Short exercise: Write out the lines from the one containing "Can you spot the leafy" through the one containing "x=186, y=228", both included, as a numbered list with blank lines omitted.

Extracted entries:
○ ○ ○ ○ ○

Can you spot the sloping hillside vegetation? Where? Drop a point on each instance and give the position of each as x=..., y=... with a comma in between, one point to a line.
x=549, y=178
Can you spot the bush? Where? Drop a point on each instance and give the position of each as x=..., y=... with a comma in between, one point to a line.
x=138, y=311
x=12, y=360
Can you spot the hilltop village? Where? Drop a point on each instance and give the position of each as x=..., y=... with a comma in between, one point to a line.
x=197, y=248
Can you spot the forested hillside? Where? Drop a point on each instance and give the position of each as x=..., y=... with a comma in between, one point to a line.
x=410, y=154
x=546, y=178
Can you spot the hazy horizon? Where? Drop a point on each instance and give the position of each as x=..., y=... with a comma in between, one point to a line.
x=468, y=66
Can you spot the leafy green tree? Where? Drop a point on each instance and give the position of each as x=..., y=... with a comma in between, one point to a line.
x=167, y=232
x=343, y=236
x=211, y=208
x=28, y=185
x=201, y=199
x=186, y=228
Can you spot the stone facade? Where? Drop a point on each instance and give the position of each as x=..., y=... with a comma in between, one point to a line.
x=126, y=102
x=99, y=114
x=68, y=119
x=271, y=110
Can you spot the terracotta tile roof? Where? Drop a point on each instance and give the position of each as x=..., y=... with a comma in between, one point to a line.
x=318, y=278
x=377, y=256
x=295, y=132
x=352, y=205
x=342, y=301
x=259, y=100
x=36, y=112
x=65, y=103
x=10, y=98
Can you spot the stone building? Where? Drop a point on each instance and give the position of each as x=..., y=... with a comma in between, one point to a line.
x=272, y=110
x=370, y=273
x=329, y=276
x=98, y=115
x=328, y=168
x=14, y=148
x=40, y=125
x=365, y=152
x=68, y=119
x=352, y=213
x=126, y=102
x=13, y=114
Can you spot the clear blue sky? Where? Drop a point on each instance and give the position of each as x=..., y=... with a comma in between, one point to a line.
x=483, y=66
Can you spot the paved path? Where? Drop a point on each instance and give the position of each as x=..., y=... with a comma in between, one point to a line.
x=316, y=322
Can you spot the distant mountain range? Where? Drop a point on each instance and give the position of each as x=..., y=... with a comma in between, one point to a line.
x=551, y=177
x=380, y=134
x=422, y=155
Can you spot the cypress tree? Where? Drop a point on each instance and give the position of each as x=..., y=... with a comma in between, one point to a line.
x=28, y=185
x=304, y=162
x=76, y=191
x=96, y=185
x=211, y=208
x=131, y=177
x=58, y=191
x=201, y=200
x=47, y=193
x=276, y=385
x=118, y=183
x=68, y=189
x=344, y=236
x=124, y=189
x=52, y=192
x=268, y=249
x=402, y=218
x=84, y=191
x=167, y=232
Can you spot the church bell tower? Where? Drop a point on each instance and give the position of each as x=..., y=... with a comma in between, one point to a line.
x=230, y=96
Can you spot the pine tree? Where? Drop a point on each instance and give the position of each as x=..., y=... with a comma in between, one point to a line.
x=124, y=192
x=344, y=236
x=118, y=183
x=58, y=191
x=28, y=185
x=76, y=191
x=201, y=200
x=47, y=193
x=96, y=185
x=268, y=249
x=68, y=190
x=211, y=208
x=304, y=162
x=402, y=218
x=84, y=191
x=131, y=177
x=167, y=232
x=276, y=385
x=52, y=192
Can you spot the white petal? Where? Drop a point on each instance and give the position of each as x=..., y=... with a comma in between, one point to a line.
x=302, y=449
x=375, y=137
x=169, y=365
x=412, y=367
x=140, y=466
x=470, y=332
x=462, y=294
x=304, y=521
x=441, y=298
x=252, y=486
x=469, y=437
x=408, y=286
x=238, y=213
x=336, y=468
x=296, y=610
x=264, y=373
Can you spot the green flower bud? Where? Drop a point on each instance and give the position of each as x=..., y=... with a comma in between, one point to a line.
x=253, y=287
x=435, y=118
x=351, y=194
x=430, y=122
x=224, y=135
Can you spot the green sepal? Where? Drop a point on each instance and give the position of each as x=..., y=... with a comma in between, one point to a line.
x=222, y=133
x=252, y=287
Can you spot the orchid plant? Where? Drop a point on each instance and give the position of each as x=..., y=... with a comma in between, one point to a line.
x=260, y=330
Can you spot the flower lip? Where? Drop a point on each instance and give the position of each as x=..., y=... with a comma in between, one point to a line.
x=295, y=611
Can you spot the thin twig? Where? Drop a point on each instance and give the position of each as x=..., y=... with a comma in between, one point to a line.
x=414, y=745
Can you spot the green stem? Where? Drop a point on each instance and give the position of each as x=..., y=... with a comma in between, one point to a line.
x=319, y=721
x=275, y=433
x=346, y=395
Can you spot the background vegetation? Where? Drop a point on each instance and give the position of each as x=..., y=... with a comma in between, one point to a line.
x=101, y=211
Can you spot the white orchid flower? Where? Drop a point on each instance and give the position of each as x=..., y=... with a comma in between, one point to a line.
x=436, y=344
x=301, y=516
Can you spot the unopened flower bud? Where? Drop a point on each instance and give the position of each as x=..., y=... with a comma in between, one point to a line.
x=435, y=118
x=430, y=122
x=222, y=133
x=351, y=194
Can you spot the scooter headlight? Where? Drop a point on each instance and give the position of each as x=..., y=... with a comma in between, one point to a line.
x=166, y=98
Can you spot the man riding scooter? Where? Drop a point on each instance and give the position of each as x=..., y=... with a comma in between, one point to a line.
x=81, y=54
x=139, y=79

○ ○ ○ ○ ○

Task answer:
1. Can you spot the leafy green tree? Where? Drop a point on each instance and give the position of each as x=..., y=... with a comma in between, one point to a line.
2. x=167, y=232
3. x=343, y=236
4. x=211, y=208
5. x=28, y=185
6. x=201, y=199
7. x=186, y=228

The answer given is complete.